◆ **WHAT IS REQUIRED**: Give an exact transcription of every line, dropping the images.

◆ **DATASET EXTRACT**:
%%

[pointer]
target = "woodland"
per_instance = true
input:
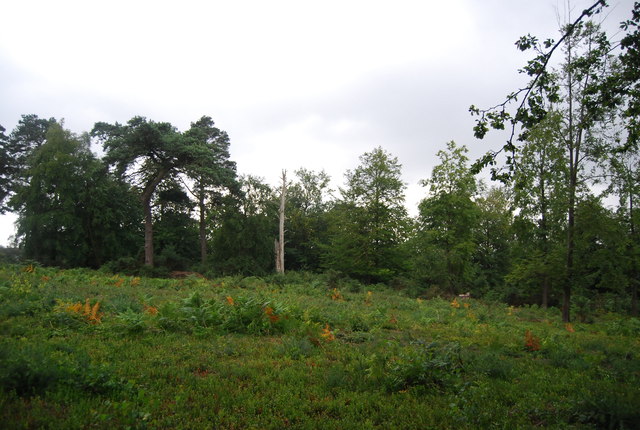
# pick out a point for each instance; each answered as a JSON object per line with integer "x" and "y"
{"x": 557, "y": 228}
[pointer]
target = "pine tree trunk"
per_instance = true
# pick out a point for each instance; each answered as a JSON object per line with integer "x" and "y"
{"x": 202, "y": 228}
{"x": 280, "y": 242}
{"x": 148, "y": 219}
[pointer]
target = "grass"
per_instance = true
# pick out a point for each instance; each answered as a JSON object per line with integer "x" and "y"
{"x": 80, "y": 349}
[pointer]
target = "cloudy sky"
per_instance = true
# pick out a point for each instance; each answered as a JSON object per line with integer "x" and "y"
{"x": 295, "y": 83}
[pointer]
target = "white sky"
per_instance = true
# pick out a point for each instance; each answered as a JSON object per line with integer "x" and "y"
{"x": 294, "y": 83}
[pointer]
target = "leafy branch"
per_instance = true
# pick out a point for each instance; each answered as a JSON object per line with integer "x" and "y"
{"x": 530, "y": 111}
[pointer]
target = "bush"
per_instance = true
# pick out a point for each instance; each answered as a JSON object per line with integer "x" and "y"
{"x": 34, "y": 369}
{"x": 426, "y": 366}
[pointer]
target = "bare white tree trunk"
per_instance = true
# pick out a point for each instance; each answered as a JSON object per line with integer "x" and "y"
{"x": 279, "y": 243}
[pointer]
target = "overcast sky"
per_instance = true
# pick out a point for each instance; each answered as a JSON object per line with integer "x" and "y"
{"x": 298, "y": 83}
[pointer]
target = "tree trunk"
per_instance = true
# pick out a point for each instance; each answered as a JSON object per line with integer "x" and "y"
{"x": 202, "y": 227}
{"x": 280, "y": 242}
{"x": 148, "y": 220}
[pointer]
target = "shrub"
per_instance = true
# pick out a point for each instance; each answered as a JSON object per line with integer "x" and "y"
{"x": 427, "y": 366}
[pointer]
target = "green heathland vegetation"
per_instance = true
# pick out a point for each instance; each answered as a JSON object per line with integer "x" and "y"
{"x": 88, "y": 349}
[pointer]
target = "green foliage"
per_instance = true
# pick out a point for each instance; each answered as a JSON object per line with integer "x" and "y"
{"x": 35, "y": 369}
{"x": 196, "y": 353}
{"x": 445, "y": 245}
{"x": 368, "y": 226}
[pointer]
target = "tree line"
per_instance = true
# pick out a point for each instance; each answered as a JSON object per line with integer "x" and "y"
{"x": 560, "y": 229}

%%

◆ **TASK RESPONSE**:
[pointer]
target = "woodland"
per_instance = true
input:
# pick out a point for each instance; each answered as a JSON object per line with integer "x" and "y"
{"x": 557, "y": 228}
[pointer]
target = "pine tree trunk"
per_instance = true
# pick out a point for each instance; each answered as a JSON object per line with integer "x" and "y"
{"x": 202, "y": 228}
{"x": 280, "y": 242}
{"x": 148, "y": 219}
[pointer]
target = "grass"
per_instance = true
# pick out a point for each instance; each answered as a JSON object per line with integer "x" and "y"
{"x": 80, "y": 349}
[pointer]
target = "cloudy sky"
per_instance = true
# pick out a point for each instance; each answered as a JSON object per line with integer "x" and "y"
{"x": 295, "y": 83}
[pointer]
target = "white sky"
per_instance = true
# pick out a point for each instance; each answered as a JSON object per line with integer "x" and "y"
{"x": 294, "y": 83}
[pointer]
target = "leafy branch"
per_instance = true
# pick out a point for each instance; each answered as a JSON object per line with integer "x" and "y"
{"x": 530, "y": 111}
[pointer]
target = "bush"
per_instance = true
# pick out a point for each instance; each answered as a JSON object per line with integer "x" and "y"
{"x": 34, "y": 369}
{"x": 426, "y": 366}
[pointer]
target = "bare white tree trunk"
per_instance = true
# pick out a point for each instance; each answered as a JSON object per line with integer "x" and "y"
{"x": 279, "y": 243}
[pointer]
target = "overcast sky"
per_instance = true
# pick out a point for each instance; each answered as a JSON object per line with integer "x" and "y"
{"x": 298, "y": 83}
[pointer]
target = "tree trunk"
per_instance = true
# pick out a point for each instance; each answered as a JSON object per line with integer "x" and "y"
{"x": 202, "y": 227}
{"x": 280, "y": 242}
{"x": 148, "y": 220}
[pointer]
target = "shrub"
per_instance = true
# pick out a point for each instance; each answered as a JSON object per line with integer "x" and "y"
{"x": 427, "y": 366}
[pointer]
target = "green heathland vegetation"
per_instance = true
# pick out a point for each instance; each answered as a JSON object per line with integer "x" and "y"
{"x": 88, "y": 349}
[pointer]
target = "green foliage"
per_instance = true
# pick out a point for each instance; each answered as a JSON object per line with integer "x" and "y"
{"x": 35, "y": 369}
{"x": 196, "y": 353}
{"x": 445, "y": 245}
{"x": 368, "y": 226}
[pointer]
target = "tree line"
per_instance = true
# pick out a point for each instance; each answered as a JSON object per line with integer "x" and "y"
{"x": 560, "y": 229}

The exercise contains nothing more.